■ Excerpted passage ■
Also, what was the environment you were upgrading from? Did you deploy your initial swarm using the link from docs.docker.com (i.e. not through cloud)

ddebroy avatar Jun 20 '17 01:06 ddebroy

In the Deployments-Tab there were no errors, but i found an "Write Deployments" error inside the Activity-Log of the manager scale set.

Deployment template validation failed: 'The template parameters 'registryLocation, registryName, adminUserEnabled, registrySku, storageAccountSku, storageAccountName, registryApiVersion' in the parameters file are not valid; they are not present in the original template and can therefore not be provided at deployment time. The only supported parameters for this template are 'adServicePrincipalAppID, adServicePrincipalAppSecret, enableSystemPrune, managerCount, managerVMSize, sshPublicKey, swarmName, workerCount, workerVMSize'. Please see https://aka.ms/arm-deploy/#parameter-file for usage details.'.

This is the only error in the log.

Initially I installed the Edge Channel from the official Docker page. If I can help you just let me know! :)

manixx avatar Jun 20 '17 10:06 manixx

Well that's a very interesting error. It seems to indicate that somehow you tried to deploy the default template associated with the independent Docker4Azure VMs rather than the Docker4Azure swarm template. How does the timestamp of the above correlate with when you tried the upgrade?

For the Manager VMSS resources, do you see anything in the Activity Log where the Operation Name is "Manual Upgrade"?

Also just to confirm, your Deployment status for the resource group in the Azure portal says "Succeeded" even after the failed upgrade attempt, correct?

ddebroy avatar Jun 20 '17 20:06 ddebroy

Initially (the first deployment of the resource group) we used this template to setup the cluster.

■ Data ■

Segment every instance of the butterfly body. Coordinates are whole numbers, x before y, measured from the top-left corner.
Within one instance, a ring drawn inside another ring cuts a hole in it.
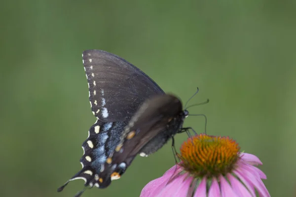
[[[125,60],[97,50],[85,51],[82,57],[97,120],[82,144],[82,169],[59,192],[77,179],[91,188],[108,187],[137,155],[146,157],[161,148],[180,131],[188,115],[179,98],[165,94]]]

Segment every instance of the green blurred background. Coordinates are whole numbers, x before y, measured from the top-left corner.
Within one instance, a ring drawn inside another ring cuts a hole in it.
[[[272,197],[295,196],[296,1],[3,1],[0,8],[1,197],[72,197],[80,147],[95,119],[81,53],[115,54],[205,113],[263,164]],[[204,119],[185,126],[203,131]],[[179,148],[185,134],[176,137]],[[174,164],[167,144],[85,197],[137,197]]]

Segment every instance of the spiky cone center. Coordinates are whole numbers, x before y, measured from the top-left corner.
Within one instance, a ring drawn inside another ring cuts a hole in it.
[[[238,144],[228,137],[196,135],[184,142],[178,155],[185,171],[195,177],[226,175],[240,159]]]

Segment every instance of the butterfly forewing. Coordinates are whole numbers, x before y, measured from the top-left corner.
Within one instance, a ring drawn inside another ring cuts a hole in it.
[[[89,50],[82,55],[91,110],[102,121],[129,120],[146,99],[164,94],[143,72],[115,55]]]
[[[120,177],[136,156],[147,144],[157,142],[157,137],[162,138],[160,147],[163,145],[182,126],[182,114],[180,100],[172,95],[155,96],[143,103],[125,128],[115,151],[107,159],[99,175],[104,180],[101,185],[107,187],[110,179]],[[174,120],[177,119],[175,124]]]

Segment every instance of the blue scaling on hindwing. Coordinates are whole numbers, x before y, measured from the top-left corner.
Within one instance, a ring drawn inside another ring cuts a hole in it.
[[[101,170],[108,156],[115,150],[119,142],[119,137],[126,122],[120,121],[105,123],[96,137],[96,148],[92,152],[94,161],[90,164],[97,173]]]

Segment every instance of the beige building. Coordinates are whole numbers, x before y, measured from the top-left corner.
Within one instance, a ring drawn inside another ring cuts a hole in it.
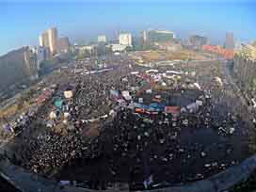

■ Required task ■
Please list every template parameter that the error message in the forum thread above reports as not valid.

■ Final result ■
registryLocation
registryName
adminUserEnabled
registrySku
storageAccountSku
storageAccountName
registryApiVersion